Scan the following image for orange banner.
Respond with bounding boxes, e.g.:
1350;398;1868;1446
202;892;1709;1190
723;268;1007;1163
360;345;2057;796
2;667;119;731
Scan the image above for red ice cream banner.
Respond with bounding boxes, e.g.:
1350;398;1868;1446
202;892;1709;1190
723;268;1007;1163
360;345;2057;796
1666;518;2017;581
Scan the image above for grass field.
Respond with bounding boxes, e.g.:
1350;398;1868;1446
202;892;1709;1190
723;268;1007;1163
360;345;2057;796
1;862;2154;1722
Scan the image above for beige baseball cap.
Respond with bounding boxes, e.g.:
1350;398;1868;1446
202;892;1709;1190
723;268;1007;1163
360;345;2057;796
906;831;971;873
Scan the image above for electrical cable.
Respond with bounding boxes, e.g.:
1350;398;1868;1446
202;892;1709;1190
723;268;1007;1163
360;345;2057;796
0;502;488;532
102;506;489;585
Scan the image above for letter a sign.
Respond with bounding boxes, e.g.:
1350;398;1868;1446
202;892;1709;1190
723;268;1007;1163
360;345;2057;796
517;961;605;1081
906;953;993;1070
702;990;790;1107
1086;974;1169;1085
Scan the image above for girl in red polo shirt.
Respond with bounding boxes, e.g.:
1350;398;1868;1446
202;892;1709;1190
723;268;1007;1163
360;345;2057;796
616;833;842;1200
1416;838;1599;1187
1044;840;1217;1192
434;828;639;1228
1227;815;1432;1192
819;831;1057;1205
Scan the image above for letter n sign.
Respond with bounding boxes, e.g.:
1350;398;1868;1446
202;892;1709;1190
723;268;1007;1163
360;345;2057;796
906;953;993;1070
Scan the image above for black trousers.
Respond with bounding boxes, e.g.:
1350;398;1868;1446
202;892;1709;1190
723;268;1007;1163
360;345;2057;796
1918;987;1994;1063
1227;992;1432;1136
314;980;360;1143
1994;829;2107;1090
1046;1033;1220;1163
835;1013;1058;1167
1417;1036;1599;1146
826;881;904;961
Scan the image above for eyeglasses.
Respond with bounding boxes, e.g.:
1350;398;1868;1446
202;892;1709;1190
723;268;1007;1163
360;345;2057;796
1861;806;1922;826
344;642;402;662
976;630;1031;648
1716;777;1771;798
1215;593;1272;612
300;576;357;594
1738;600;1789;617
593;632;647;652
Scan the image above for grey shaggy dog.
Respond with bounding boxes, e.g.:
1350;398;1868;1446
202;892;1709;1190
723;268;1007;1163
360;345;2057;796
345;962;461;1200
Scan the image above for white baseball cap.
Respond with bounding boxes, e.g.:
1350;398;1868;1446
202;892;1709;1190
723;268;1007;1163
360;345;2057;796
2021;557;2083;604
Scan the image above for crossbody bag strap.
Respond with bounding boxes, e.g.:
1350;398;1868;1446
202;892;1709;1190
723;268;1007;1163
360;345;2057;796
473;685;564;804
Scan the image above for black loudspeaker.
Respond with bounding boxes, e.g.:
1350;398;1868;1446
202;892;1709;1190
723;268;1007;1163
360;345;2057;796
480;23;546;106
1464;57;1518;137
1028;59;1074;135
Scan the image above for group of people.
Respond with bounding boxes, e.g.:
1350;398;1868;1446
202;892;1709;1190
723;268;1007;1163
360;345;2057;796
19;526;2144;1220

■ **To do**:
Reproduce each entry above exactly, keeping every character.

■ **Exercise solution**:
Scan the following image for orange banner.
Respond with bounding boxes, e.g.:
1350;398;1868;1446
202;892;1709;1190
723;268;1007;1163
360;345;2057;796
2;667;119;731
Scan the image above for red ice cream banner.
Respond with bounding boxes, e.g.:
1350;398;1868;1446
202;892;1709;1190
723;268;1007;1163
360;345;2057;796
1666;518;2017;581
Scan the image above for grass field.
Respond with bounding boxes, e.g.:
1350;398;1868;1446
202;892;1709;1190
723;268;1007;1163
360;345;2057;796
1;862;2154;1722
Scan the image above for beige baseball cap.
Respond with bounding boxes, e.g.:
1350;398;1868;1446
202;892;1709;1190
723;268;1007;1163
360;345;2057;796
906;831;971;873
Scan the image above for electrical cable.
Respond with bounding boxes, e.g.:
1350;398;1868;1446
202;892;1709;1190
723;268;1007;1163
360;345;2057;796
0;502;488;532
102;506;489;585
Scan the image above for letter a sign.
Respond with bounding boxes, e.g.:
1350;398;1868;1446
202;892;1709;1190
723;268;1007;1163
360;345;2057;796
517;961;605;1081
906;953;993;1070
702;990;790;1107
1086;974;1169;1085
Scan the image above for girl in red polo shirt.
Respond with bounding boxes, e.g.:
1350;398;1868;1446
202;892;1709;1190
723;268;1007;1163
360;345;2057;796
616;833;842;1200
1416;838;1599;1187
1044;840;1217;1192
434;828;639;1228
1227;815;1432;1192
819;831;1057;1205
Scan the image above for letter n sign.
Respond with bounding boxes, e.g.:
1350;398;1868;1446
202;892;1709;1190
723;268;1007;1163
360;345;2057;796
906;953;993;1070
Scan the image above for black trousers.
Respond with bounding boxes, e.g.:
1350;398;1868;1446
202;892;1709;1190
723;268;1007;1163
360;345;2057;796
1918;987;1994;1063
1227;992;1432;1136
314;980;360;1143
1994;829;2107;1090
1046;1033;1220;1163
835;1013;1058;1167
1417;1036;1599;1146
826;881;904;961
Scan the image above for eyeglasses.
Respond with bounding boxes, e.g.:
1350;398;1868;1446
202;892;1709;1190
723;268;1007;1163
360;345;2057;796
1861;806;1922;826
344;642;402;662
976;630;1031;648
1716;777;1771;798
1215;593;1272;612
300;576;357;594
1738;600;1789;617
593;632;647;652
Scan the image above for grey shaggy dog.
Respond with bounding boxes, e.g.:
1350;398;1868;1446
202;892;1709;1190
723;268;1007;1163
360;345;2057;796
345;962;461;1200
Scan the image above for white baseball cap.
Respond with bounding boxes, e.g.:
1350;398;1868;1446
202;892;1709;1190
723;268;1007;1163
360;345;2057;796
2021;557;2083;604
Scan the image above for crossbody bag strap.
Respond with bounding boxes, e.g.:
1350;398;1868;1446
202;892;1709;1190
723;268;1007;1163
360;345;2057;796
473;685;564;804
Scan the image above for black loudspeaker.
Respond with bounding boxes, e.g.:
1350;398;1868;1446
202;892;1709;1190
723;268;1007;1163
360;345;2057;796
480;23;546;106
1464;57;1518;137
1028;59;1074;135
Scan the image above for group of people.
Respond with bounding boxes, e.g.:
1350;398;1868;1446
202;892;1709;1190
723;268;1007;1163
360;345;2057;796
19;526;2144;1220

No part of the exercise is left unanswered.